| Problem to solve |
Every line in the listing is to be echoed verbatim.

| Records supplied |
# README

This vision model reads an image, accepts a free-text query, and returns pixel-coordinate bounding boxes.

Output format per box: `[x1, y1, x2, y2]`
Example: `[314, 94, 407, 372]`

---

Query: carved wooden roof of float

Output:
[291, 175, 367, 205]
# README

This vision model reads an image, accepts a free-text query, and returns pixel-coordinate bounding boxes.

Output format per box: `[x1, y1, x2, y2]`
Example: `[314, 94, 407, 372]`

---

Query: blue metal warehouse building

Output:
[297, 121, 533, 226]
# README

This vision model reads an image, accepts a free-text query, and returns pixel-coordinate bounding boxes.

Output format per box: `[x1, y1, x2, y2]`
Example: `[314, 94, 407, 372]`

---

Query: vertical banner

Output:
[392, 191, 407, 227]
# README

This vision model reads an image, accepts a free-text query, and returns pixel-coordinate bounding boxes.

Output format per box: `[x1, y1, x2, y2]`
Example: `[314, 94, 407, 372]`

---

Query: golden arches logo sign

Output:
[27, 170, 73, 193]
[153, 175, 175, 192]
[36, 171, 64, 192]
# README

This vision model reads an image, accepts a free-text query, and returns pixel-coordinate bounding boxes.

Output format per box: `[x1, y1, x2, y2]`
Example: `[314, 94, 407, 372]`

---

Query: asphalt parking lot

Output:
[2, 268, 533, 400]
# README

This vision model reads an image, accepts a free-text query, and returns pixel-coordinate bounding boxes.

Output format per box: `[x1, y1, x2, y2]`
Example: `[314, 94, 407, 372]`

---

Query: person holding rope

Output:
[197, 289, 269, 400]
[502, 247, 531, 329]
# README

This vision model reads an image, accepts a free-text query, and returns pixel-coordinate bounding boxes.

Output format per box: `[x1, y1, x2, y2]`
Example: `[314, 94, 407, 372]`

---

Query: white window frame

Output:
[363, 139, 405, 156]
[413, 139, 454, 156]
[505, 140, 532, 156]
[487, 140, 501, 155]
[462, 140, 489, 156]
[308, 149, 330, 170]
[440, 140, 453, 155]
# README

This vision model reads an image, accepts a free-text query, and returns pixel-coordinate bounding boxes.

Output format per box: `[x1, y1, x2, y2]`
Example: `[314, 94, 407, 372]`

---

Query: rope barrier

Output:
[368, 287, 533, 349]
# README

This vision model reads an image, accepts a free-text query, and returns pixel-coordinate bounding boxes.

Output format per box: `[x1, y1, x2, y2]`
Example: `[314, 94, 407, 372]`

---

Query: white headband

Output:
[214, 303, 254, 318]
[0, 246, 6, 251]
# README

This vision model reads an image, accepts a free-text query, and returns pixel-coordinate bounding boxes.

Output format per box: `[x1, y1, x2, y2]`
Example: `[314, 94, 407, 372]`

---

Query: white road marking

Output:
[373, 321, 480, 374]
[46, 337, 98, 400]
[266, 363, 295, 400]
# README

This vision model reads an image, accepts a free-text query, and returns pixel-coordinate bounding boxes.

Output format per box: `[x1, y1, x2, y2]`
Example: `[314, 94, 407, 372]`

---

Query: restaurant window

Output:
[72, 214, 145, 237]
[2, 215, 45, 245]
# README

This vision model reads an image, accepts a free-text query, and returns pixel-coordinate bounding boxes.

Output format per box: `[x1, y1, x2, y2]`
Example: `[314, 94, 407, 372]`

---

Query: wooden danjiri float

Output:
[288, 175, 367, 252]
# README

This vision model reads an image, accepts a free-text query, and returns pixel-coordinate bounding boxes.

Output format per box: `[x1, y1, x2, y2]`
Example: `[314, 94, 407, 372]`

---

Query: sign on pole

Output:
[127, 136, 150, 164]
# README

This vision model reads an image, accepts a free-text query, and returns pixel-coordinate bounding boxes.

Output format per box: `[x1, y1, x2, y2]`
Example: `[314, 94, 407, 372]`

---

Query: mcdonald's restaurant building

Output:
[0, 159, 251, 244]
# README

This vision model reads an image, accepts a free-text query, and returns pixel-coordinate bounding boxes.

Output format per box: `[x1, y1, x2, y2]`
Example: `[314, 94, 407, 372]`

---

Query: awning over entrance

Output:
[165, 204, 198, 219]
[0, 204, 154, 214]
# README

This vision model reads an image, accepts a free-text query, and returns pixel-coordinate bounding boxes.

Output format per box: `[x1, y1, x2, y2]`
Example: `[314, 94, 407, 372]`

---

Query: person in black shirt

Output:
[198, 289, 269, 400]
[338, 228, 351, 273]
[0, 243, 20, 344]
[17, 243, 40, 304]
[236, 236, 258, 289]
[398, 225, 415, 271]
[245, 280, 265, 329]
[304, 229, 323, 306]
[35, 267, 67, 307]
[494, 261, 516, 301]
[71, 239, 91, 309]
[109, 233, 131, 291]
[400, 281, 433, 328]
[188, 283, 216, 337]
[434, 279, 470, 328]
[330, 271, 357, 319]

| Written solution |
# README

This vision model reads an image, accepts a free-text query, and returns pixel-coordinate bounding boxes.

Output format per box: `[x1, y1, x2, y2]`
Example: `[314, 94, 407, 372]`

---

Query: carved wooden roof of float

Output:
[291, 175, 367, 205]
# README

This vision model reads an image, accepts a free-text query, and returns pixel-coordinate bounding boxes.

Output format per box: `[x1, y1, x2, y2]`
Example: `[314, 94, 407, 372]`

---

Query: blue metal warehouse building

Output:
[297, 121, 533, 226]
# README

This vision model reads an image, accepts a free-text query, and returns pixel-coordinate bounding boxes.

Output format per box: `[x1, y1, x2, y2]`
Example: `[314, 94, 407, 372]`

---

Query: vertical banner

Output:
[392, 191, 407, 227]
# README

This vision model reads an image, accepts a free-text query, and returns pixel-coordinate bounding boxes.

Output format per box: `[x1, y1, x2, y2]`
Example: `[314, 94, 407, 372]`

---

Query: golden arches logo sign

Output:
[27, 170, 73, 193]
[153, 175, 175, 192]
[36, 171, 64, 192]
# README

This vision model reads an image, accepts a free-text query, and returns pixel-coordinate bounding boxes.

Output format per box: `[x1, y1, x2, y2]`
Example: `[314, 94, 407, 372]`

---

Query: asphalt parking lot

Output:
[2, 268, 533, 400]
# README

This vision model reads an image, accepts a free-text query, and returns pixel-coordinate bounding boxes.

Output format per box: `[x1, y1, x2, y2]`
Example: `[314, 94, 407, 372]`

---

Query: person holding rope

Output:
[197, 289, 269, 400]
[502, 247, 531, 329]
# README

This vision model reads an image, accepts a free-text query, and returns pixel-coordinate bounding boxes.

Output format per box: `[x1, y1, x2, y2]`
Example: `[314, 94, 407, 372]`

---

Query: white window frame

Output:
[363, 139, 405, 156]
[413, 139, 454, 156]
[505, 140, 532, 156]
[487, 140, 501, 155]
[462, 140, 489, 156]
[308, 149, 330, 170]
[440, 140, 453, 155]
# README

This vision model reads an image, accepts a free-text query, and returns pixel-coordinate bounding boxes.

Output format per box: `[x1, y1, x2, y2]`
Example: `[314, 94, 407, 372]`

---

Query: rope barrier

Output:
[368, 287, 533, 349]
# README

This vision model reads an image, accepts a free-text query, and returns pixel-coordinate bounding boxes.

Output format per box: `[x1, y1, x2, y2]`
Example: `[314, 94, 407, 372]`

---

Query: white headband

Output:
[214, 303, 254, 318]
[0, 246, 6, 251]
# README

This vision model reads an image, accepts a free-text query, and returns pixel-coordinate bounding boxes.

Output format per box: `[x1, y1, x2, y2]`
Example: `[314, 94, 407, 372]`

---

Query: white road marking

Output:
[373, 321, 480, 374]
[46, 337, 98, 400]
[266, 363, 295, 400]
# README

This vision model reads an image, accepts a free-text query, and returns pixel-coordinate bounding boxes.

Output format per box: `[x1, y1, x2, y2]`
Example: `[314, 94, 407, 372]`

---

Query: restaurant window

Output:
[72, 214, 145, 237]
[2, 215, 45, 245]
# README

This vision model reads an image, accepts a free-text query, and returns pixel-coordinate bounding boxes.

Output format per box: `[x1, y1, x2, y2]`
Example: `[314, 94, 407, 372]`

---

Query: wooden danjiri float

Output:
[288, 175, 367, 252]
# README

This vision model reads an image, accepts a free-text query, and returns pixel-coordinate bounding boxes.

Output format per box: `[x1, y1, x2, y2]`
Example: `[314, 94, 407, 372]`

---

Query: sign on pole

Output:
[127, 136, 150, 164]
# README

This vision model reads an image, accepts a free-text query, and returns pixel-coordinate bounding boxes.

Output format per box: `[x1, y1, x2, y2]`
Example: `[314, 94, 407, 372]`

---

Query: mcdonald's restaurant building

Output:
[0, 159, 251, 244]
# README

This vision model reads an image, accepts a free-text query, and returns pixel-coordinate bounding boxes.

Output format per box: `[x1, y1, x2, y2]`
Example: `[314, 94, 407, 372]`

---

Query: awning over entrance

Output:
[165, 204, 198, 219]
[0, 204, 154, 214]
# README

This vision model reads an image, accepts a free-text query, and returns pixel-coordinate bounding boxes.

Output format per box: `[x1, y1, x2, y2]`
Example: `[314, 94, 407, 372]`

---

Query: person in black shirt

Output:
[198, 289, 269, 400]
[338, 228, 351, 273]
[0, 243, 20, 344]
[17, 243, 40, 304]
[236, 236, 258, 289]
[398, 225, 415, 271]
[245, 280, 265, 329]
[304, 229, 323, 306]
[35, 267, 67, 307]
[494, 261, 516, 301]
[71, 239, 91, 309]
[109, 233, 131, 291]
[400, 281, 433, 328]
[188, 283, 216, 337]
[434, 279, 470, 328]
[330, 271, 357, 319]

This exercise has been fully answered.